- **Requirements**: Copy the data below verbatim, from the line containing "Where can the open" through the line containing "column 674, row 449", both lines included.

- **Provided records**:

----------------

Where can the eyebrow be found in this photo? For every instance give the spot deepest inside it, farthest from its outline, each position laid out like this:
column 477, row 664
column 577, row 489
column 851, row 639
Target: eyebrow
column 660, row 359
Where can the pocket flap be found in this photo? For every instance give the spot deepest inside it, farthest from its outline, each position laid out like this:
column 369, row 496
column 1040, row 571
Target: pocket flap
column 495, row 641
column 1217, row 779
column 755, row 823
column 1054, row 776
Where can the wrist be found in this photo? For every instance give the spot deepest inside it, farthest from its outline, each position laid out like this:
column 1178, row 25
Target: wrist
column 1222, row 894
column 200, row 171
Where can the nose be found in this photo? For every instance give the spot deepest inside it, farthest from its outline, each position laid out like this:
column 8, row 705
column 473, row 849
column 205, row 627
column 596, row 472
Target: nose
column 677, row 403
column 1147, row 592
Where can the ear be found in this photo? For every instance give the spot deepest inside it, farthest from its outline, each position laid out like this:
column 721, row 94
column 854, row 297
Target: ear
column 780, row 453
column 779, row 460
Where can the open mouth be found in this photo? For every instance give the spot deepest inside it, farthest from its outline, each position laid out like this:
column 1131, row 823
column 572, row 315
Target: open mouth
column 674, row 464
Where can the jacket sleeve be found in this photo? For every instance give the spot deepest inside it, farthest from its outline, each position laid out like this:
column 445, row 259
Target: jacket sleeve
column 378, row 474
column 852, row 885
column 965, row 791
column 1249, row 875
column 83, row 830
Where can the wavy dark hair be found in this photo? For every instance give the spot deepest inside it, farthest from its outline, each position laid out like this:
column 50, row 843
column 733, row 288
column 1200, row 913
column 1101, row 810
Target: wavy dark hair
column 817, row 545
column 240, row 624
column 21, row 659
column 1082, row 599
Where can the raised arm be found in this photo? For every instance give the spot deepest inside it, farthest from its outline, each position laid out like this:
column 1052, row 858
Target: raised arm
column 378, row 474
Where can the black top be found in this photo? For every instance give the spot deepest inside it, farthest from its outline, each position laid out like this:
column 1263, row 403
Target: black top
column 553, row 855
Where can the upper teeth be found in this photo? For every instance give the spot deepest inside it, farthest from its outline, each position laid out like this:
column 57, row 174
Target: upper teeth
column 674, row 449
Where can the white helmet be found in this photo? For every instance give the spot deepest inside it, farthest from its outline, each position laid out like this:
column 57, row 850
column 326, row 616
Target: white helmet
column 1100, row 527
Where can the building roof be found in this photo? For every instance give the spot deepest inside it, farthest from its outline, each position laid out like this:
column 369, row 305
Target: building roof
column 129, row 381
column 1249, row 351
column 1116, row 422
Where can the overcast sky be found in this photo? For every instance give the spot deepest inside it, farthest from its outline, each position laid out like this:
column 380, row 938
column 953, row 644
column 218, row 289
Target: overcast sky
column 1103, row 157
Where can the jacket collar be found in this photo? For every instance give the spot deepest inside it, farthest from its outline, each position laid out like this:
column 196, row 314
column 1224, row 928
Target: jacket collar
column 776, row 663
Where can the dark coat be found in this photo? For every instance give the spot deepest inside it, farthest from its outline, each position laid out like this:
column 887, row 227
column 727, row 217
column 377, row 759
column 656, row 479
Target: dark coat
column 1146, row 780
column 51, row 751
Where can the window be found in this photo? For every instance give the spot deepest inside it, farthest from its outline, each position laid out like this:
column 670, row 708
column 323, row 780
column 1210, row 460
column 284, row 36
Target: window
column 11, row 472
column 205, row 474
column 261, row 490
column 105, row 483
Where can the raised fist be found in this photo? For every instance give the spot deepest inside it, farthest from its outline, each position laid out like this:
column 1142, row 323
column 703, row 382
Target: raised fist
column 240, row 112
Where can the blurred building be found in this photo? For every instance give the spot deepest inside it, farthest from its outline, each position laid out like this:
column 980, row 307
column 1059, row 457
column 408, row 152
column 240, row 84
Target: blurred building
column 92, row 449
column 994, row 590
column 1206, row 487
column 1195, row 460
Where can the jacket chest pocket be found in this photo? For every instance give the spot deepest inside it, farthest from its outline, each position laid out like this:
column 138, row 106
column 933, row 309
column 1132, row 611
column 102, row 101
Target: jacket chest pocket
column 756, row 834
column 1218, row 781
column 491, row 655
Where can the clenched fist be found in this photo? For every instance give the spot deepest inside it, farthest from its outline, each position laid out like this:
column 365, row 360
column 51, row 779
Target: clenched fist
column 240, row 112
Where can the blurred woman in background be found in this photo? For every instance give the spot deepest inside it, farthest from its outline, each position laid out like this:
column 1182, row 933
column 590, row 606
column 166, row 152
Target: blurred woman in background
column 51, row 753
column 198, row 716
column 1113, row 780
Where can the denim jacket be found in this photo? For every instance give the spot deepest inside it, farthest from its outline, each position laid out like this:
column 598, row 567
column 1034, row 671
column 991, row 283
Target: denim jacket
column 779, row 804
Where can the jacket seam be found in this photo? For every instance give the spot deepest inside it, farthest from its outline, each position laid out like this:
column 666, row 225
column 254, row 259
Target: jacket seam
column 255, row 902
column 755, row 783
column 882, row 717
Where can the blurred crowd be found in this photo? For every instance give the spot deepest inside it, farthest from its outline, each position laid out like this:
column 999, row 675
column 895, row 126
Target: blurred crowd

----------------

- **Response below**:
Where can the open mouth be found in this photo? For every instance give the spot deepest inside it, farthest from its outline, each position laid out like this:
column 1131, row 823
column 572, row 315
Target: open mouth
column 674, row 464
Where can the jacket sleeve be found in this photo? For every instance give the spot deepest inside it, farthest from its outline, each position laid out like this:
column 445, row 259
Target: jacket sleeve
column 378, row 474
column 852, row 885
column 965, row 791
column 1249, row 875
column 83, row 830
Where can the wavy dark hair be found in this photo? For every instance give the spot deepest inside it, farthest from its outline, each position laid out like this:
column 50, row 843
column 733, row 288
column 1200, row 913
column 1101, row 810
Target: wavy dark hair
column 817, row 545
column 240, row 624
column 21, row 659
column 1082, row 599
Where can the raised arm be found in this photo? For every instance give the spot deepest inside it, farthest from its outline, each position laid out like this:
column 1052, row 858
Target: raised arm
column 378, row 474
Where can the black top be found in this photo? For every instance give the spot deepest inside it, farthest from its outline, each position laid out like this:
column 1263, row 403
Target: black top
column 553, row 855
Where can the upper teeth be found in this photo? For every instance give the spot deepest inside it, farthest from its outline, each position laid out like this:
column 57, row 174
Target: upper teeth
column 674, row 449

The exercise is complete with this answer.